## [Data to process]

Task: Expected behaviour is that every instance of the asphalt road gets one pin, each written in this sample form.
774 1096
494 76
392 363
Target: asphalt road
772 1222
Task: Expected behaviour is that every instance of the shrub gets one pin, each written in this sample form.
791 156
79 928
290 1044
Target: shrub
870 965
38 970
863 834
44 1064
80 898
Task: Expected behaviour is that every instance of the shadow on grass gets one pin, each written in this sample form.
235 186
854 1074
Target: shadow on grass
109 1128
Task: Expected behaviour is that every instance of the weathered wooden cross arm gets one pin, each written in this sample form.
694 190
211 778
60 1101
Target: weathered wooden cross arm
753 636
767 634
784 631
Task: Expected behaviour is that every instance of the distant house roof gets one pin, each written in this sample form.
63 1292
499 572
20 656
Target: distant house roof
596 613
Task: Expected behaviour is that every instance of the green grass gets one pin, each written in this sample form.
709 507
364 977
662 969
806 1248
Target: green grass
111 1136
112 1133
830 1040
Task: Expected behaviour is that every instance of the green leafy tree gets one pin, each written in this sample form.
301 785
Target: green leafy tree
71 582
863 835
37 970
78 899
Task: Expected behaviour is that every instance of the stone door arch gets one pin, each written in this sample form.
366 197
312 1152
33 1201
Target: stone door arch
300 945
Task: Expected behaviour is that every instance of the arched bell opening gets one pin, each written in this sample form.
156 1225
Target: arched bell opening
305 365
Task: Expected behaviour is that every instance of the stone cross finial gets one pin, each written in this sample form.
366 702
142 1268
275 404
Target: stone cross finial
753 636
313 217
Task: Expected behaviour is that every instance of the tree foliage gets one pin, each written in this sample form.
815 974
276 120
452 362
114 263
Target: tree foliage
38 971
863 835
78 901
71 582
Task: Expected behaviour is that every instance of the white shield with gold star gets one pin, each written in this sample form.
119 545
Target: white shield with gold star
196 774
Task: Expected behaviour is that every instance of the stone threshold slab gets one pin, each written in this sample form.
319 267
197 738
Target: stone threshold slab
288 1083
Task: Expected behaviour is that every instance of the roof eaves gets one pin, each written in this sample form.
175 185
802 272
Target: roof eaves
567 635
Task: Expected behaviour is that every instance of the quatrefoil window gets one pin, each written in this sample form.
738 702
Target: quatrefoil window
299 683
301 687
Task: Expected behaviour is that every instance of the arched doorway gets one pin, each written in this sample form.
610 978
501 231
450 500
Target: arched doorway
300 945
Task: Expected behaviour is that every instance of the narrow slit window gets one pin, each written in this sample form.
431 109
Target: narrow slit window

* * *

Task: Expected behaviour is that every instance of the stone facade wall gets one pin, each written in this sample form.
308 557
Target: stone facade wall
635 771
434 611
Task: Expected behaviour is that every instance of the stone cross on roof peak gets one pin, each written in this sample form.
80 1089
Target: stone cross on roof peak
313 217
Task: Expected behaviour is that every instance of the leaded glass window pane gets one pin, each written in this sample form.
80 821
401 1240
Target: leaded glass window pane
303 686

==

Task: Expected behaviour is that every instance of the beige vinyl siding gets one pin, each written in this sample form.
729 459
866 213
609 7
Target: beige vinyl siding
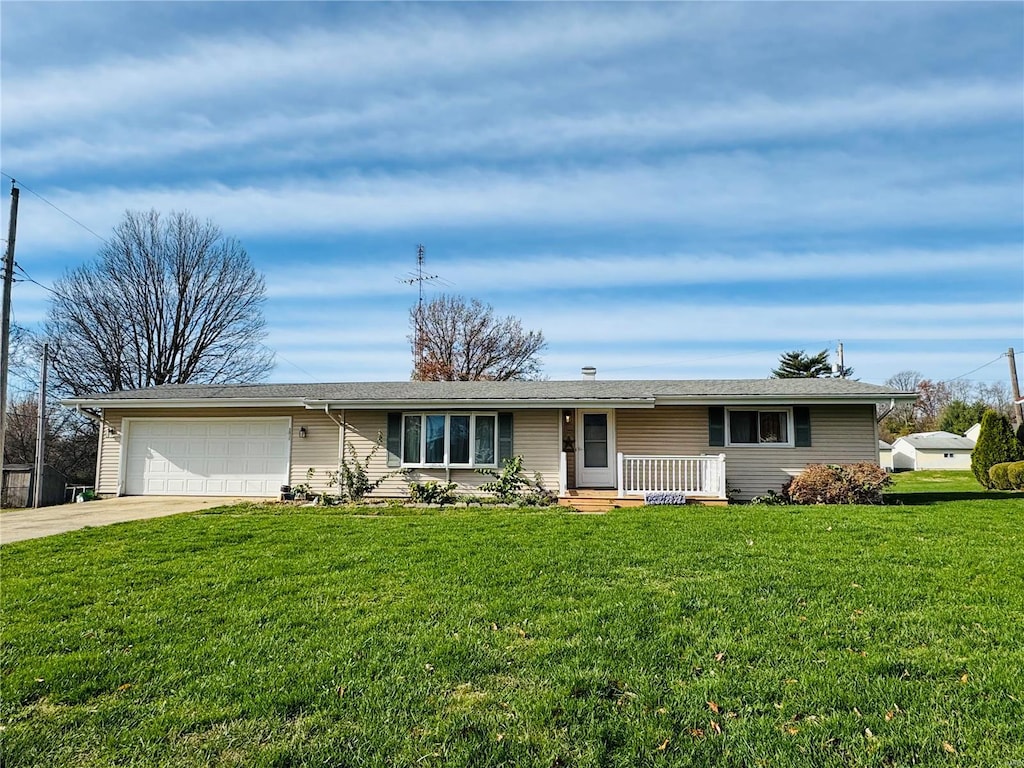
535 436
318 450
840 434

## [Task requirements]
Scan the material for lines with the word "slit", and copy each line you find.

## [Exercise output]
Task: Expected behaviour is that every instance of the narrow slit window gets one pin, each written in this sample form.
Target: narrow slit window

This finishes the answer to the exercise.